### What you need to do
Copy out the full paragraph on lineage-specific conservation of regulatory regions, word for word.

### Text block
□ □ □ □
Lineage-specific conservation of regulatory regions (Table S4) was determined for primates, rodents, ungulates, and carnivores using a similar strategy as that for highly conserved elements (FigureĀ 6). ChIP-seq enriched regions were compared between a reference species (human, mouse, cow, and dog) and other species in the clade using either the EPO multiple alignment when possible or pairwise Lastz alignments otherwise. Elements functionally conserved across the high-quality genomes in each lineage, but not in any other species, were identified for each histone mark (i.e., in human, macaque, and marmoset for primates; mouse, rat, and rabbit for rodents; cow and pig for ungulates; and dog and cat for carnivores). These were then categorised into lineage-specific promoters and enhancers based on their dominant histone mark enrichment across species within the clade, as described above.
□ □ □ □
### Recorded information
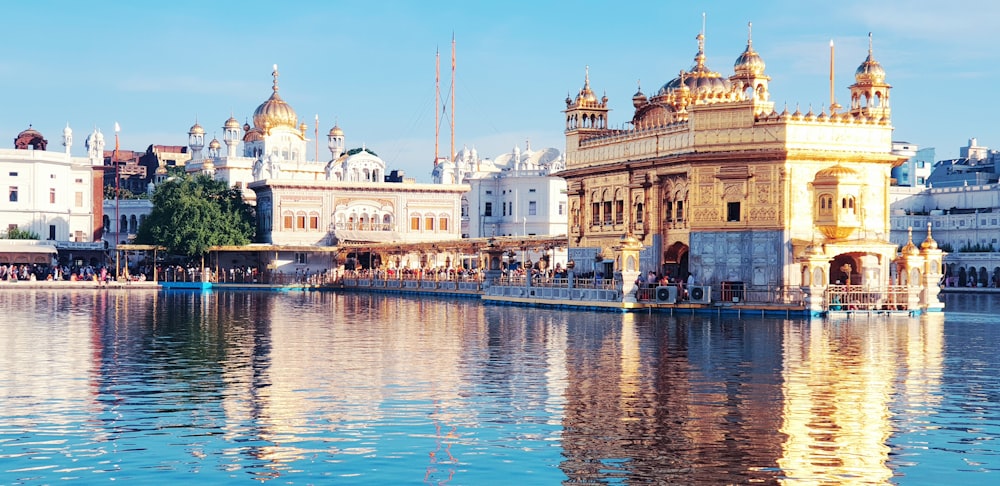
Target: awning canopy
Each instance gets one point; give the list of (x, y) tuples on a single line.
[(26, 253)]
□ □ □ □
### Answer below
Lineage-specific conservation of regulatory regions (Table S4) was determined for primates, rodents, ungulates, and carnivores using a similar strategy as that for highly conserved elements (FigureĀ 6). ChIP-seq enriched regions were compared between a reference species (human, mouse, cow, and dog) and other species in the clade using either the EPO multiple alignment when possible or pairwise Lastz alignments otherwise. Elements functionally conserved across the high-quality genomes in each lineage, but not in any other species, were identified for each histone mark (i.e., in human, macaque, and marmoset for primates; mouse, rat, and rabbit for rodents; cow and pig for ungulates; and dog and cat for carnivores). These were then categorised into lineage-specific promoters and enhancers based on their dominant histone mark enrichment across species within the clade, as described above.